§ Given problem:
Rewrite every one of the items below, replacing each "The component shall indicate" with "The component must mark" and leaving all else unchanged.

§ §

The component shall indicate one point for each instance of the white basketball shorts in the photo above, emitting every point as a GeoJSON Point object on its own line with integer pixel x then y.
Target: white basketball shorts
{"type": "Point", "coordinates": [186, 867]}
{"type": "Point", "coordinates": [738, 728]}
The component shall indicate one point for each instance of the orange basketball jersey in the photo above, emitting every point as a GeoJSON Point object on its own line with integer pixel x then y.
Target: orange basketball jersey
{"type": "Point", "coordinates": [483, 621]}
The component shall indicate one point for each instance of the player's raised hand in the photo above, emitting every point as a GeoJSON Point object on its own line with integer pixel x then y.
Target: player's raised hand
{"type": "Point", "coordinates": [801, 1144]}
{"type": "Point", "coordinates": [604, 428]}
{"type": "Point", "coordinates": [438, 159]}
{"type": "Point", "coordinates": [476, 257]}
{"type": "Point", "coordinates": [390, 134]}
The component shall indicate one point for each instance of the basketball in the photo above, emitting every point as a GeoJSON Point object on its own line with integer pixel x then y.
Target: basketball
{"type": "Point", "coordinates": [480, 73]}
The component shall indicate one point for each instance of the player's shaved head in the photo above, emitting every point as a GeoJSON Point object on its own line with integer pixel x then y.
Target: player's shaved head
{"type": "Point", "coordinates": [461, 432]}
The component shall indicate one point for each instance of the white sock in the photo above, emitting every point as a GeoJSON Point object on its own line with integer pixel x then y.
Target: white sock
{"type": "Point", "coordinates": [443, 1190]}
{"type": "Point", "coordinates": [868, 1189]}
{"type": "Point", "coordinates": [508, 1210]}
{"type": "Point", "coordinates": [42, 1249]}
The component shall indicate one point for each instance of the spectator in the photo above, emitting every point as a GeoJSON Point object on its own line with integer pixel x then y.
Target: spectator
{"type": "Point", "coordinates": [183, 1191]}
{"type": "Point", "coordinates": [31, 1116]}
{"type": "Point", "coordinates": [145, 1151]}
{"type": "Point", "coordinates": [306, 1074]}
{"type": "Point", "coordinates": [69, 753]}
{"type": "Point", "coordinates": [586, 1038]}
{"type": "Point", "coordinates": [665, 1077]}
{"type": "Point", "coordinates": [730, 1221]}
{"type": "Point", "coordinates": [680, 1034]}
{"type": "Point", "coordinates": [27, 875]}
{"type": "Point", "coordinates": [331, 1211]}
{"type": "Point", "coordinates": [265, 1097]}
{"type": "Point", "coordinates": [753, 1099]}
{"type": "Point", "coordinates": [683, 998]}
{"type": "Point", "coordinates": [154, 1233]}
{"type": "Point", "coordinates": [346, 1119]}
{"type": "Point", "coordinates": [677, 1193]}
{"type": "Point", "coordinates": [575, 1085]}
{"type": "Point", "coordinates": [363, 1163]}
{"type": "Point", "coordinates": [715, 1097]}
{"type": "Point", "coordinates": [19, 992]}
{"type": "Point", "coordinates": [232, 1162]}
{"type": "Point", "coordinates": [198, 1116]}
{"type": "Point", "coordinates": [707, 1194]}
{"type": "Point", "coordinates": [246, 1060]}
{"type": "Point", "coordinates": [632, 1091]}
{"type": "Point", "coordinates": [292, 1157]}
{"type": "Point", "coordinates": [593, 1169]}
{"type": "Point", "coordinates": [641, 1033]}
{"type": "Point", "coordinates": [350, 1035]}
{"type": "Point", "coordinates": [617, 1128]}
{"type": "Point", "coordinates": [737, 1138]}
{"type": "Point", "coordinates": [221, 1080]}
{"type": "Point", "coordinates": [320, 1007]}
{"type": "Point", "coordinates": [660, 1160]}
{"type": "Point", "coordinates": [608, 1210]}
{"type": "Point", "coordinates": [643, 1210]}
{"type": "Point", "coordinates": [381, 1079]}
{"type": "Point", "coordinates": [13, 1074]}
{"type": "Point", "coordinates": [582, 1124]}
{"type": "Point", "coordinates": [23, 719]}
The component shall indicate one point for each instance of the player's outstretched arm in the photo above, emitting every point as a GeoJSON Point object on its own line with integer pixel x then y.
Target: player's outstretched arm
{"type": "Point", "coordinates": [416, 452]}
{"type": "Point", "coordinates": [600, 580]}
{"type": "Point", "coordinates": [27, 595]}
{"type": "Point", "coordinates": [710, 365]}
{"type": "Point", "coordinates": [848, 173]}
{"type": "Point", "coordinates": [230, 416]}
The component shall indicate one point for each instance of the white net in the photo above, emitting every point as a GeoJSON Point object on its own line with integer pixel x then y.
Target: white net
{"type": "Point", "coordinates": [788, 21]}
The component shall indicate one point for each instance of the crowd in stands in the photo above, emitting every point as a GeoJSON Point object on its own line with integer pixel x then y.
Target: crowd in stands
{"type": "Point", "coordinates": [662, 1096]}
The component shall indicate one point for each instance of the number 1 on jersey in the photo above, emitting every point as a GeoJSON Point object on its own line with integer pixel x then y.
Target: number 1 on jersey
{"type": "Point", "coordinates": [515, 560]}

§ §

§ Response:
The component must mark one point for each instance of the white basketball shorts in the photo above, emitting every point as a GeoJSON Point object on its own line with integer pixel x then y.
Target: white basketball shorts
{"type": "Point", "coordinates": [186, 867]}
{"type": "Point", "coordinates": [738, 728]}
The component must mark one point for each instance of the orange basketball jersey in the photo above, emitting every point as a GeoJSON Point object on its own line with integer pixel x then y.
Target: orange basketball jersey
{"type": "Point", "coordinates": [483, 621]}
The component must mark one point for each instance of the player's raised hand in the photo above, emitting every point as a GeoJSON Point object on its own line with integer pixel x then y.
Target: player's raised hand
{"type": "Point", "coordinates": [801, 1144]}
{"type": "Point", "coordinates": [604, 428]}
{"type": "Point", "coordinates": [438, 159]}
{"type": "Point", "coordinates": [476, 257]}
{"type": "Point", "coordinates": [390, 134]}
The component must mark one point for each instance of the basketball in the photo above, emitting every point as a GeoJSON Point object on its own line with integer pixel x then y.
Target: basketball
{"type": "Point", "coordinates": [480, 73]}
The component must mark one point for each instance of the player's shaved head in the photo above, emitting every point as a GeoJSON Point object on its own line with integer pixel x then y.
Target: player's shaved head
{"type": "Point", "coordinates": [461, 432]}
The component must mark one point for each instance of the white sock in the photo above, emitting every point as a GeoJSON Point object on its own line with integer pixel x then y.
Target: white sock
{"type": "Point", "coordinates": [443, 1190]}
{"type": "Point", "coordinates": [868, 1189]}
{"type": "Point", "coordinates": [508, 1210]}
{"type": "Point", "coordinates": [42, 1249]}
The component must mark one point for each instance of the spectator in the photo above, emitting every point as a GeoJSON Point object on its own line with integer pixel x then y.
Target: spectator
{"type": "Point", "coordinates": [183, 1191]}
{"type": "Point", "coordinates": [31, 1116]}
{"type": "Point", "coordinates": [145, 1151]}
{"type": "Point", "coordinates": [306, 1074]}
{"type": "Point", "coordinates": [69, 753]}
{"type": "Point", "coordinates": [586, 1038]}
{"type": "Point", "coordinates": [665, 1077]}
{"type": "Point", "coordinates": [730, 1221]}
{"type": "Point", "coordinates": [680, 1034]}
{"type": "Point", "coordinates": [27, 875]}
{"type": "Point", "coordinates": [331, 1211]}
{"type": "Point", "coordinates": [265, 1097]}
{"type": "Point", "coordinates": [753, 1099]}
{"type": "Point", "coordinates": [683, 998]}
{"type": "Point", "coordinates": [154, 1233]}
{"type": "Point", "coordinates": [346, 1119]}
{"type": "Point", "coordinates": [677, 1193]}
{"type": "Point", "coordinates": [575, 1085]}
{"type": "Point", "coordinates": [363, 1163]}
{"type": "Point", "coordinates": [715, 1097]}
{"type": "Point", "coordinates": [19, 992]}
{"type": "Point", "coordinates": [232, 1162]}
{"type": "Point", "coordinates": [198, 1116]}
{"type": "Point", "coordinates": [707, 1194]}
{"type": "Point", "coordinates": [246, 1060]}
{"type": "Point", "coordinates": [632, 1091]}
{"type": "Point", "coordinates": [292, 1157]}
{"type": "Point", "coordinates": [593, 1169]}
{"type": "Point", "coordinates": [641, 1033]}
{"type": "Point", "coordinates": [350, 1035]}
{"type": "Point", "coordinates": [617, 1128]}
{"type": "Point", "coordinates": [737, 1138]}
{"type": "Point", "coordinates": [221, 1080]}
{"type": "Point", "coordinates": [320, 1007]}
{"type": "Point", "coordinates": [660, 1160]}
{"type": "Point", "coordinates": [608, 1210]}
{"type": "Point", "coordinates": [643, 1210]}
{"type": "Point", "coordinates": [381, 1079]}
{"type": "Point", "coordinates": [13, 1074]}
{"type": "Point", "coordinates": [582, 1124]}
{"type": "Point", "coordinates": [23, 719]}
The component must mark one point for each instance of the player's outstretched arm in the photo above, emitting every point as a GeoJSON Point object on its own line with integer pixel x then y.
Target: player's outstretched arm
{"type": "Point", "coordinates": [416, 452]}
{"type": "Point", "coordinates": [600, 580]}
{"type": "Point", "coordinates": [27, 595]}
{"type": "Point", "coordinates": [710, 365]}
{"type": "Point", "coordinates": [848, 173]}
{"type": "Point", "coordinates": [230, 416]}
The component must mark one point for each instance of the white net in the photo above, emitting every point as a GeoJSON Point object on its own line with integer pixel x then y.
Target: white net
{"type": "Point", "coordinates": [788, 21]}
The component must mark one point for each instance of the crowd in stands in the photo above, emitting every point as a GeoJSON Point object on its own line with integer pixel x then y.
Target: crowd in stands
{"type": "Point", "coordinates": [662, 1096]}
The component must mark one point for each instance of the number 1 on jersey in the photo above, emitting every point as a GeoJSON Point object on its own line with integer pixel x then y.
Target: number 1 on jersey
{"type": "Point", "coordinates": [515, 560]}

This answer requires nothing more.